Show each line of the records that contains the string "shirt". Treat uppercase and lowercase letters as different.

START

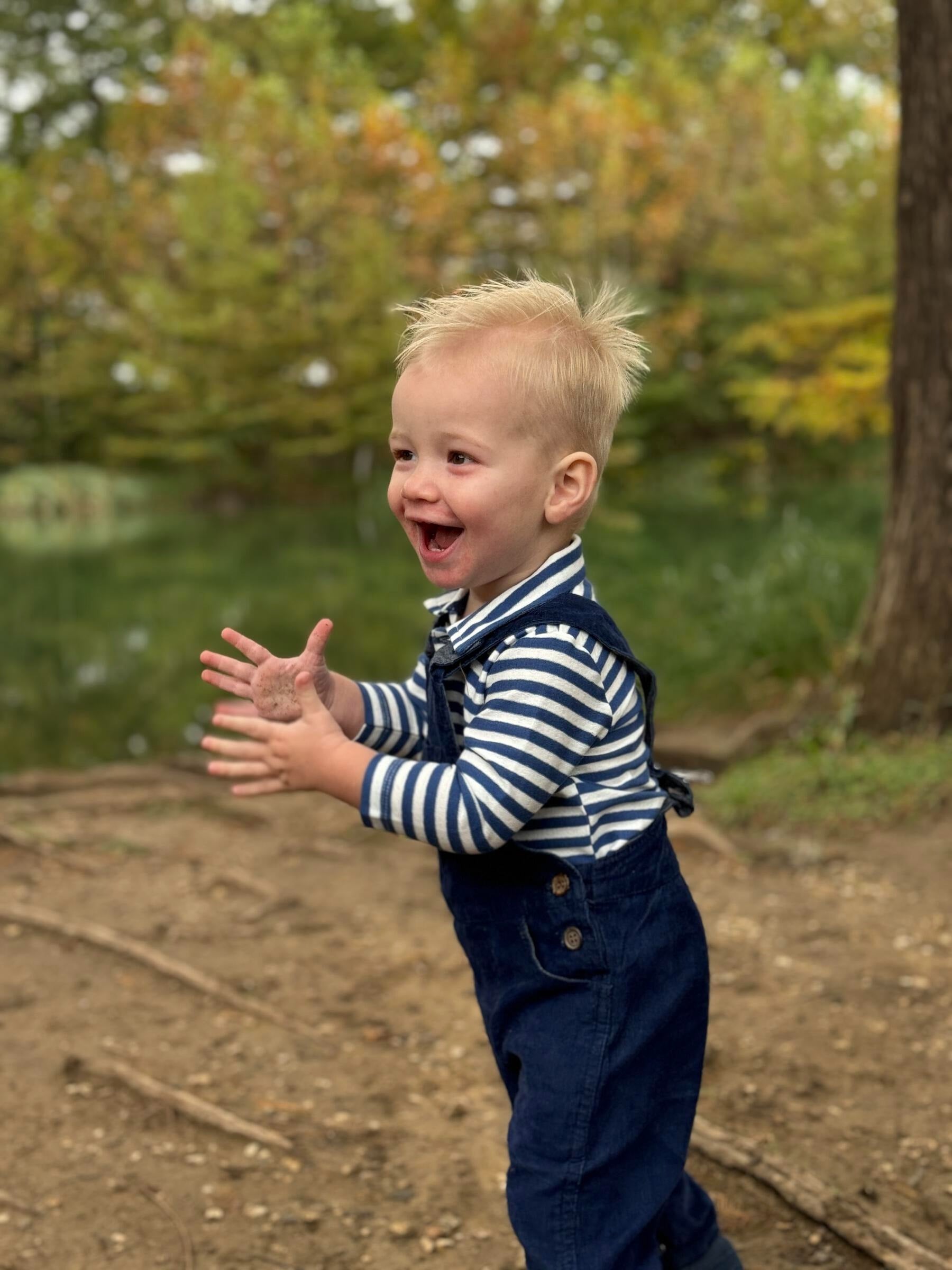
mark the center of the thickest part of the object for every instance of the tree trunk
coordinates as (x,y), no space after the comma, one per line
(905,656)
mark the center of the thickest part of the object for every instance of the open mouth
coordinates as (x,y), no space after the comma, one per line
(437,540)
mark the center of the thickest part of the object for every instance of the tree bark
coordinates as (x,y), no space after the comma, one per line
(905,651)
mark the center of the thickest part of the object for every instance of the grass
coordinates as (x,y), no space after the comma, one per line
(824,786)
(730,595)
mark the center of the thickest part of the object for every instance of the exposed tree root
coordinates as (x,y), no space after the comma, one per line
(188,1104)
(816,1199)
(106,938)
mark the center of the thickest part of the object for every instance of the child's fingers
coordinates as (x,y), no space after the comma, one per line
(235,748)
(258,653)
(318,639)
(227,665)
(225,681)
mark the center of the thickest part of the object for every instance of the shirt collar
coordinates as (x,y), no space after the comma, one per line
(563,573)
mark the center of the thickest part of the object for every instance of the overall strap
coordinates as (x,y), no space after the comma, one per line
(573,610)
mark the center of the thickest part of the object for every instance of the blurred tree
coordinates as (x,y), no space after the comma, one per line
(210,283)
(64,62)
(905,661)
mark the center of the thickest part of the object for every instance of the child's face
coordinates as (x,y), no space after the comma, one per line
(461,459)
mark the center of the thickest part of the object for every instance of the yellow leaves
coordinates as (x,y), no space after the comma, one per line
(823,373)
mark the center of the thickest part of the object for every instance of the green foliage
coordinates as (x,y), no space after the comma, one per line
(100,652)
(828,788)
(828,371)
(200,270)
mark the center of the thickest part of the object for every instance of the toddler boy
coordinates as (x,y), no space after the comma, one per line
(521,748)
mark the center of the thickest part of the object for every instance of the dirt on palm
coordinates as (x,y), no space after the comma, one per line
(830,1038)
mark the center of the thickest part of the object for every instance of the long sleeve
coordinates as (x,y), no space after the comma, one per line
(395,714)
(545,708)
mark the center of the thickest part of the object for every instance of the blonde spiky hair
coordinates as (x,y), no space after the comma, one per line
(575,366)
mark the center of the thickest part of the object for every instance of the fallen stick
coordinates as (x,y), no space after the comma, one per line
(187,1249)
(188,1104)
(45,850)
(699,829)
(243,881)
(816,1199)
(106,938)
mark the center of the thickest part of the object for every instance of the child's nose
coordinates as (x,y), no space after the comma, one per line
(420,483)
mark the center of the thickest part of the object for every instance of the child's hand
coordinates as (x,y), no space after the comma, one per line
(268,681)
(281,756)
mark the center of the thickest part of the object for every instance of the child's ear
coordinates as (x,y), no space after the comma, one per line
(573,483)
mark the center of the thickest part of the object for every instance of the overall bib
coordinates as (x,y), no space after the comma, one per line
(592,977)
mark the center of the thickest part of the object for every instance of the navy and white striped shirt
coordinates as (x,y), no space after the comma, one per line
(572,780)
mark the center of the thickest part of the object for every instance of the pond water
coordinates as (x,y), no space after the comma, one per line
(728,594)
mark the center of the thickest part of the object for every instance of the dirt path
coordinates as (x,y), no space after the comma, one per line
(830,1038)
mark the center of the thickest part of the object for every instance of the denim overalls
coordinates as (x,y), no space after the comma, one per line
(592,977)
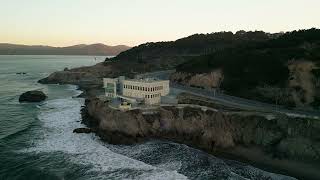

END

# SOLUTION TO THIS TASK
mark the center of the thickest part of the object for every instance of the shirt collar
mark the center of the thickest part of the object for every instance of the navy and white striped shirt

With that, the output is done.